Extract every line of the items below without altering a single character, but omit the pictures from your answer.

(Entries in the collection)
+++++

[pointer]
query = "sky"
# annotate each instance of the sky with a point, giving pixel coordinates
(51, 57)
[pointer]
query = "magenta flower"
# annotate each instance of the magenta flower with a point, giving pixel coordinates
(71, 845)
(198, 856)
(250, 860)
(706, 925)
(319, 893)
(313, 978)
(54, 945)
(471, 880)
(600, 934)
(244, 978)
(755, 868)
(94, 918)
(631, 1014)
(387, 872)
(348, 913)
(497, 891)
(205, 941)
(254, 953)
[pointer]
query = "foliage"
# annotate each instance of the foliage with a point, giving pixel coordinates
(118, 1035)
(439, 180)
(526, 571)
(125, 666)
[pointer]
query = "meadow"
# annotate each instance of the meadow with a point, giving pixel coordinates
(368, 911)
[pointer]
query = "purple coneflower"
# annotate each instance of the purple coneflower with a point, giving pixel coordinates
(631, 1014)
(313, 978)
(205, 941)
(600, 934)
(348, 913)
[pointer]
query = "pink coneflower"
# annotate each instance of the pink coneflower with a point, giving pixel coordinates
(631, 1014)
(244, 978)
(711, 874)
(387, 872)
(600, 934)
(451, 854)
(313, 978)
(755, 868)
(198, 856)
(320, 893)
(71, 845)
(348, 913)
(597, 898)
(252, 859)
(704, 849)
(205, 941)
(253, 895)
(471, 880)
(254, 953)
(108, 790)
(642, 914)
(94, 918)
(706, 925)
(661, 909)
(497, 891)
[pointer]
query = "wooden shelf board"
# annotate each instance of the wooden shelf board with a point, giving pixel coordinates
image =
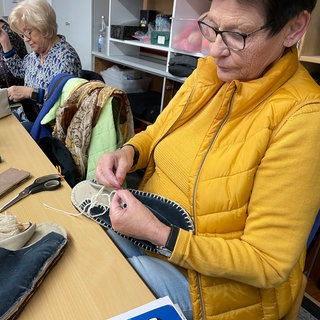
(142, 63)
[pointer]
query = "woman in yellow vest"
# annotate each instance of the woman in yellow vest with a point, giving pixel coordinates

+++++

# [Written response]
[pointer]
query = "sky"
# annotate each instance of the sky with a point, giving pixel coordinates
(51, 57)
[pointer]
query = "magenta flower"
# annotate each instance of the magenta flower with a point, giving pixel coordinates
(71, 845)
(198, 856)
(250, 860)
(706, 925)
(319, 893)
(313, 978)
(54, 945)
(471, 880)
(600, 934)
(244, 978)
(755, 868)
(94, 918)
(631, 1014)
(387, 872)
(348, 913)
(497, 891)
(205, 941)
(254, 953)
[pointer]
query = "foliage"
# annotate each instance of the foliage with a point, giving pixel coordinates
(118, 1035)
(439, 180)
(526, 571)
(125, 666)
[pointer]
query = "meadow"
# annotate each instance of the meadow with a point, giving pixel coordinates
(368, 911)
[pointer]
query = "purple coneflower"
# annotate each instance of the purple coneflower with a point, giving pixel coordinates
(631, 1014)
(313, 978)
(205, 941)
(600, 934)
(348, 913)
[pointer]
query = "pink coneflower"
# annotate each instance of the pink coneflower with a point, giving pixel coordinates
(631, 1014)
(244, 978)
(711, 874)
(387, 872)
(600, 934)
(451, 854)
(313, 978)
(755, 868)
(198, 856)
(320, 893)
(71, 845)
(348, 913)
(597, 898)
(252, 859)
(704, 849)
(205, 941)
(253, 895)
(471, 880)
(254, 953)
(108, 790)
(642, 914)
(94, 918)
(706, 925)
(661, 909)
(497, 891)
[pointer]
query = "wooden shelf board"
# annotate each instance of the wooden shelf board with a point, giving pixel coordinates
image =
(142, 63)
[pointer]
query = "woman in yellow vest"
# annotate each instance of the woman in yellow vest with a point, giving pixel coordinates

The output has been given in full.